== Texte à lire ==

Ma vie prenait un nouveau tournant.

 

Si je devais résumer les sept mois passés à la tête de cette autorité administrative indépendante, je dirais un mot : « Vietnam ». Pas le pays, la guerre. J’ai vécu l’enfer dans une institution en laquelle je croyais pourtant tellement. Elle incarnait, à mes yeux, la volonté de matérialiser le principe d’égalité, de lutter contre les discriminations et l’intolérance. Parce que je défendais une vision républicaine de l’intégration, de l’égalité, j’ai mis à feu et à sang cette structure et obtenu une victoire : la réaffirmation du principe de laïcité face à la montée des communautarismes dans l’affaire de la crèche Baby-Loup. Grâce à ceux qui n’ont eu de cesse de m’attaquer pendant cette période, j’ai été nommée ministre de la Jeunesse et de la Vie associative. On devrait toujours dire merci aux imbéciles. Ils nous obligent à être meilleurs. Je reconnais toutefois que je me serais passée des papiers du Canard enchaîné, des menaces de mort, des plaintes déposées au commissariat du 9e arrondissement, des manifestations de la CFDT devant mon bureau. Je me souviendrai toujours d’un article paru dans L’Express dans lequel un journaliste, reprenant les propos d’un délégué syndical, avait qualifié mon management de « brutal et de droite ». Malgré, ou plutôt grâce à tout cela, j’ai été nommée ministre. Parce que je n’ai jamais cédé au sein de l’institution, et que j’ai défendu avec pugnacité les principes auxquels je crois, j’ai été récompensée. Voilà la leçon à tirer de cette courte, mais intense expérience au sein de la Halde.

===
== Données extraites ==

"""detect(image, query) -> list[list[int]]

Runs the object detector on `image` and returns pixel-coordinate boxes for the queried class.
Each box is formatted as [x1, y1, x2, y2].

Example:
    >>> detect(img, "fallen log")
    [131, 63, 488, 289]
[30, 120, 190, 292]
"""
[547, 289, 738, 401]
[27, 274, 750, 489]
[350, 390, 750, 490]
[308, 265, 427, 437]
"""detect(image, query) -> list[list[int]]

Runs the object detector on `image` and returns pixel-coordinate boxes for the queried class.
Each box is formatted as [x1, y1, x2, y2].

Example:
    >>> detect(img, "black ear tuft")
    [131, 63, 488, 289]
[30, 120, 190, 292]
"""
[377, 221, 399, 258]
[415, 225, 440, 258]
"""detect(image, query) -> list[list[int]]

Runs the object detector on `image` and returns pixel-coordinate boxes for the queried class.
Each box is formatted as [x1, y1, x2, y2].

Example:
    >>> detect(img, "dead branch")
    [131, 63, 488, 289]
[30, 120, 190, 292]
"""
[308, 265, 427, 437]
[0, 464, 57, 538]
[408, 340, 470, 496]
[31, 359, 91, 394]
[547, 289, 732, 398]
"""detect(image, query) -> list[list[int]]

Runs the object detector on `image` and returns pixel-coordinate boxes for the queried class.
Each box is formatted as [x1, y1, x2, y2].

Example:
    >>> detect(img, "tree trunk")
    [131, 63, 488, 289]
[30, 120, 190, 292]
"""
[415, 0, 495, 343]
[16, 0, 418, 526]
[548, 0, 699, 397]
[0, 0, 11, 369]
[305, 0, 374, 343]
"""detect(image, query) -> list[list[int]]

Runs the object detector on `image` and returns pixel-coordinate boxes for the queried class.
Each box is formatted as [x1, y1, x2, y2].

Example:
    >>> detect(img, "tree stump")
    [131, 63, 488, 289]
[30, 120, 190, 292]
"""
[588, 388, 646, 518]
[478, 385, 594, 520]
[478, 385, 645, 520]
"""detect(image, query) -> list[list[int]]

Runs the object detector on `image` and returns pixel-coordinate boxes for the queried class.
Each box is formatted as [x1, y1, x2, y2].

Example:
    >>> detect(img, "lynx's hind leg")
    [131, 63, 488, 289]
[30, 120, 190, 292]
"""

===

» Exercices
1) Indiquez si les affirmations suivantes concordent avec le récit sur la Halde, en répondant par oui ou non et en citant les mots décisifs du récit : (a) le passage à la tête de l'autorité administrative indépendante a duré sept mois ; (b) la nomination obtenue ensuite est celle de ministre de l'Éducation nationale ; (c) c'est dans un article du Monde que le management a été qualifié de « brutal et de droite ».
2) Écrivez la suite du récit sur la Halde à partir de sa dernière phrase, s'il vous plaît.

» Les réponses
1)
(a) Oui : « les sept mois passés à la tête de cette autorité administrative indépendante »
(b) Non : « j’ai été nommée ministre de la Jeunesse et de la Vie associative »
(c) Non : « un article paru dans L’Express »

2)
 

C’est donc à travers ces différentes institutions, l’Université, le Conseil d’État, la Halde et le ministère de la Jeunesse, que j’ai pris conscience de la nécessité de réaffirmer les principes fondamentaux de notre chère République, et, plus encore, de faire en sorte qu’ils deviennent réels et ne restent pas de simples formules. La France doit cesser d’être schizophrène, d’affirmer des principes et d’appliquer leurs contraires. Les disparités territoriales, l’injustice sociale inhérente aux origines, le sexisme, le racisme et l’antisémitisme, entre autres, tous ces fléaux gangrènent silencieusement notre société dans une quasi-indifférence des pouvoirs publics. Les compromis avec nos principes et nos valeurs ne sont plus acceptables.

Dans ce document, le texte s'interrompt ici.